══ PAGE TEXT

Am I Nothing but a Weed? | Teen Ink

Am I Nothing but a Weed?

July 5, 2012
By Anonymous

I come from one very big family. Not a family of six, not seven but twelve. And no, I do not live in a foster home, but a home with my aunt’s family, grandmother, step mom, dad, two half brothers and of course my sister and I. Everyday, I look at these people and wonder where do I belong? Most of you would probably say, you have your dad and stepmom. But to me, it has always felt as if I belonged somewhere else, somewhere away from these people. Not that I don’t like these people, in fact I love them. This overwhelming feeling of being lost and not belonging all started about eight years ago.

════

_REQUIREMENTS_
1. Answer these questions using the essay.
(a) What date appears on the essay?
(b) How many people does the writer say are in the family?
(c) About how long ago did the writer's feeling of not belonging begin?
2. Retype the essay from "July 5, 2012" to "eight years ago.".
The records after the essay are separate material that is unrelated to it.

══ DATASET RECORDS

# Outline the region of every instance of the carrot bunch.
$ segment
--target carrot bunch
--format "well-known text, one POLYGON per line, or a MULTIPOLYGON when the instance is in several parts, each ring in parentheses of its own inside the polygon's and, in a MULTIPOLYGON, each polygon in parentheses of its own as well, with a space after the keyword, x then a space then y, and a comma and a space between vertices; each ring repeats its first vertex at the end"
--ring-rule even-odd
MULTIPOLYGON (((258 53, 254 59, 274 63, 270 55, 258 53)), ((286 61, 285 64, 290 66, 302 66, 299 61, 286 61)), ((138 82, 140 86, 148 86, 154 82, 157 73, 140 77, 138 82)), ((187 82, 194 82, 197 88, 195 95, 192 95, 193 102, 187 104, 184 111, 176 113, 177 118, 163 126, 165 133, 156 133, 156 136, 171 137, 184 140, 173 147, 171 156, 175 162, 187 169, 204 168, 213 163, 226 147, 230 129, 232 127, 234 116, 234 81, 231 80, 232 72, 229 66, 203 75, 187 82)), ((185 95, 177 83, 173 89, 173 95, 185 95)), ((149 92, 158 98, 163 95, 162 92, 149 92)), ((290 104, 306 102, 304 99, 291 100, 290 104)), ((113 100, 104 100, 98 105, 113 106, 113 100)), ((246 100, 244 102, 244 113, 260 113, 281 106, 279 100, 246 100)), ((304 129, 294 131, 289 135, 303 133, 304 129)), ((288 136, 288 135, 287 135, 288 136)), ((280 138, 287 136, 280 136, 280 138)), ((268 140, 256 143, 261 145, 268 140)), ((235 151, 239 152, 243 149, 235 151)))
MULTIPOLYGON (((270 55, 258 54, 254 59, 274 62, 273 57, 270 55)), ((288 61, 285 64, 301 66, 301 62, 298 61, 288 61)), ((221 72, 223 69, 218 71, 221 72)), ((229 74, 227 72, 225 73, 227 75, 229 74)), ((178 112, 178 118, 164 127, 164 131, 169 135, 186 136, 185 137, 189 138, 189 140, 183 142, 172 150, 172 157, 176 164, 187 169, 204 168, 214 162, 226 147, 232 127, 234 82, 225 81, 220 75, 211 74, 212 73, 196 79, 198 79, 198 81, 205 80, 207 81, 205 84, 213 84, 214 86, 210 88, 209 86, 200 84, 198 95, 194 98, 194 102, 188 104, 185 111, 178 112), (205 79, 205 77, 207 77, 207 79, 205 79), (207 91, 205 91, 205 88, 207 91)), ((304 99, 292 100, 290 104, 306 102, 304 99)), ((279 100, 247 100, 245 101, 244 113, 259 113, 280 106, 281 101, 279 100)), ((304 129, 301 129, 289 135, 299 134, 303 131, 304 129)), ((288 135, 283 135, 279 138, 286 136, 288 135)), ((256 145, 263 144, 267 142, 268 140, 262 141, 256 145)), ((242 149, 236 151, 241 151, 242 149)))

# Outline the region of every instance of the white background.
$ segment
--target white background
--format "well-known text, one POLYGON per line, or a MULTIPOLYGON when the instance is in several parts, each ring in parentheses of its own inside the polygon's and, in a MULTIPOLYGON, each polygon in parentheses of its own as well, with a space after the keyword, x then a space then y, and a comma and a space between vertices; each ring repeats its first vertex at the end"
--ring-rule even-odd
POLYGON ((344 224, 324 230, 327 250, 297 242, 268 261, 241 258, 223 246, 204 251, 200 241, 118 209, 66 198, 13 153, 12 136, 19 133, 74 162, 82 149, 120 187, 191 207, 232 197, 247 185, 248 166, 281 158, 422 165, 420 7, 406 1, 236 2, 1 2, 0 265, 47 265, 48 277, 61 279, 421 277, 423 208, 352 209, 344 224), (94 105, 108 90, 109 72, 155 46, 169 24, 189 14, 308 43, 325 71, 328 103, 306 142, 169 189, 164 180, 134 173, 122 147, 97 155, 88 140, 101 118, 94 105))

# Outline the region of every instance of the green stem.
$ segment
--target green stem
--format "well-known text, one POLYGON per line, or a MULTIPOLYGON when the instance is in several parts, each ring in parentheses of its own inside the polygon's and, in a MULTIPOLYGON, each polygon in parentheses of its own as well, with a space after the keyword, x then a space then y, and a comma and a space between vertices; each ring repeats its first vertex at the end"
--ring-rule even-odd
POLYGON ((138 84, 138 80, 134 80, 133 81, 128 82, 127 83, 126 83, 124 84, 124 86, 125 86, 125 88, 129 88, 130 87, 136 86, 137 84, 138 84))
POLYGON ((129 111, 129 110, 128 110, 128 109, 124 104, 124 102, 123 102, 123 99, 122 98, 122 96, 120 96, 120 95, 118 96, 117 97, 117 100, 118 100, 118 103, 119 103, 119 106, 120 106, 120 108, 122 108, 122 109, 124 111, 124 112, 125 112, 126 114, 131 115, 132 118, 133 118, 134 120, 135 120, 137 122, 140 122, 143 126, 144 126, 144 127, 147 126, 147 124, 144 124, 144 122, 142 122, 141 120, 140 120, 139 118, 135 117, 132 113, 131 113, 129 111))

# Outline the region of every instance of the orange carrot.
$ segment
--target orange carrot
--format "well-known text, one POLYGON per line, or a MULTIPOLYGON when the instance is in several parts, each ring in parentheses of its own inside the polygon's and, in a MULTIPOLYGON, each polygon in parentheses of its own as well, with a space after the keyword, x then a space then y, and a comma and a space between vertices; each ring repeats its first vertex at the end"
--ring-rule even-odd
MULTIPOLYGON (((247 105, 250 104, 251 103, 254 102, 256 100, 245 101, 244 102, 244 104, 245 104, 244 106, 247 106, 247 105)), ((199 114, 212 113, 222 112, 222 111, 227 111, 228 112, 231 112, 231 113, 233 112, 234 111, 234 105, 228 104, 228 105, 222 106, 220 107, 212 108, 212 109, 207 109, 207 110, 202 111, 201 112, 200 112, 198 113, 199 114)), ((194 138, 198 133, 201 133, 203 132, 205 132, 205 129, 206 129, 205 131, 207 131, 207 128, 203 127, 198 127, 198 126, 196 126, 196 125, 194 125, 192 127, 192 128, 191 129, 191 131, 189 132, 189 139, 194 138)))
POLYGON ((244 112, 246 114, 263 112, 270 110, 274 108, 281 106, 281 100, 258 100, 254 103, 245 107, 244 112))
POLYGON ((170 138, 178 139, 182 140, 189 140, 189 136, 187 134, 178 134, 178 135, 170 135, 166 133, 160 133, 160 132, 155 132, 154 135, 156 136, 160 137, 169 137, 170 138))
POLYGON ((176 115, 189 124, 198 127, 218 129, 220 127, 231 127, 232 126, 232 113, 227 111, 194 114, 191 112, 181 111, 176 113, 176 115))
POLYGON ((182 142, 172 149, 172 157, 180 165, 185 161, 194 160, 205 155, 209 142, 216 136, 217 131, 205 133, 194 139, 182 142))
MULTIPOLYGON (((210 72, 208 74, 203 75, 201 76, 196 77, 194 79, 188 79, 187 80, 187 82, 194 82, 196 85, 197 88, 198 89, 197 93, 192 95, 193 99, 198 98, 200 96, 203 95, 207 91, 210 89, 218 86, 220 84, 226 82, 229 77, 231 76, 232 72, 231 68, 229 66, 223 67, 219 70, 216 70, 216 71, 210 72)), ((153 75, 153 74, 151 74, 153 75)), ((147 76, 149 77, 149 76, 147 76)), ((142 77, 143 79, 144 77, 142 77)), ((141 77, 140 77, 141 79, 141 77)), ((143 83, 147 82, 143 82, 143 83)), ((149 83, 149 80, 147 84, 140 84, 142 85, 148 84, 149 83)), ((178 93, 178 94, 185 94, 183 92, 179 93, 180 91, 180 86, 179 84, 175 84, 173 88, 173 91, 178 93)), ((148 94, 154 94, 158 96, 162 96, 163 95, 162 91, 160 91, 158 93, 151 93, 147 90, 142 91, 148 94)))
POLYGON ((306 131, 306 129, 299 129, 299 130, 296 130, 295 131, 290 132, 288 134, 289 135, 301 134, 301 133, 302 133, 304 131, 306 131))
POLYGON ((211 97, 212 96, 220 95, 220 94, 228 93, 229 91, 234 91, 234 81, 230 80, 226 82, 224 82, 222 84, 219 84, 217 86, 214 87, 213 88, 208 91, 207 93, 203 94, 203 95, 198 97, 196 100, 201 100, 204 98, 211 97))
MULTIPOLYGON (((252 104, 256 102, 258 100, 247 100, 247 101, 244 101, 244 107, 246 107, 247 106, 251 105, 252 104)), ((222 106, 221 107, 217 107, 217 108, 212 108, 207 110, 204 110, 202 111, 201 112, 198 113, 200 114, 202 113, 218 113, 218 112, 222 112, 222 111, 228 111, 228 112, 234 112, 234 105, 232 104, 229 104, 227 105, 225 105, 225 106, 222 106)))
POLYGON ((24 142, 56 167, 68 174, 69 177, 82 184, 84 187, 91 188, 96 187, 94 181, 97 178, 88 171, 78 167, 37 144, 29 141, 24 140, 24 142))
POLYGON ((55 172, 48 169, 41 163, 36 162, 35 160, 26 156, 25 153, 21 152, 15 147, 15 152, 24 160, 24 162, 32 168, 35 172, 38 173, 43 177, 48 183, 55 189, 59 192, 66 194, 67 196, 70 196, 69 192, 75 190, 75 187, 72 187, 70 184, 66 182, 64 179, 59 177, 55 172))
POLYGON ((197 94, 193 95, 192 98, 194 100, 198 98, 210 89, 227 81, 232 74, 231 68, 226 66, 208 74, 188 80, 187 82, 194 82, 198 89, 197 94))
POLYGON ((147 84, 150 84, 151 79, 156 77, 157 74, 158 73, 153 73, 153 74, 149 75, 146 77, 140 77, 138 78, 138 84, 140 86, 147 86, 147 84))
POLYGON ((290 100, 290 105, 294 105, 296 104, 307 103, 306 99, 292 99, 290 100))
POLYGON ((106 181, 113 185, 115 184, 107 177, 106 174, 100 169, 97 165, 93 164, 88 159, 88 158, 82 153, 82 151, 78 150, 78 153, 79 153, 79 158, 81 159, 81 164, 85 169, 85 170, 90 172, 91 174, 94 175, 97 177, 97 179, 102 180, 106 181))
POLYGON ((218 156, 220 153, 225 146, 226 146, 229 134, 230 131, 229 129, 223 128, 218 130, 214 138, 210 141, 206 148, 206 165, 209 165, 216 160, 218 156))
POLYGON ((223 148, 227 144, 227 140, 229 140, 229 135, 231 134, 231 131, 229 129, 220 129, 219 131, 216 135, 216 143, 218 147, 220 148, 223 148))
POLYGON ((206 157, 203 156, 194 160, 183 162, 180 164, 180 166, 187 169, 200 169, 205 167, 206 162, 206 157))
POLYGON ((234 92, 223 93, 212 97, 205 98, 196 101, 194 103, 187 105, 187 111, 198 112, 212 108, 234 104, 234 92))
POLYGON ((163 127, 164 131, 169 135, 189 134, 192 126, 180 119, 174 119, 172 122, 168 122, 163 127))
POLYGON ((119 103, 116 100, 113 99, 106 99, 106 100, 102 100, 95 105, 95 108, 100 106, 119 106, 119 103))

════

_PROBLEM SOLUTIONS_
1.
(a) July 5, 2012
(b) Twelve
(c) About eight years ago

2.
July 5, 2012
By Anonymous

I come from one very big family. Not a family of six, not seven but twelve. And no, I do not live in a foster home, but a home with my aunt’s family, grandmother, step mom, dad, two half brothers and of course my sister and I. Everyday, I look at these people and wonder where do I belong? Most of you would probably say, you have your dad and stepmom. But to me, it has always felt as if I belonged somewhere else, somewhere away from these people. Not that I don’t like these people, in fact I love them. This overwhelming feeling of being lost and not belonging all started about eight years ago.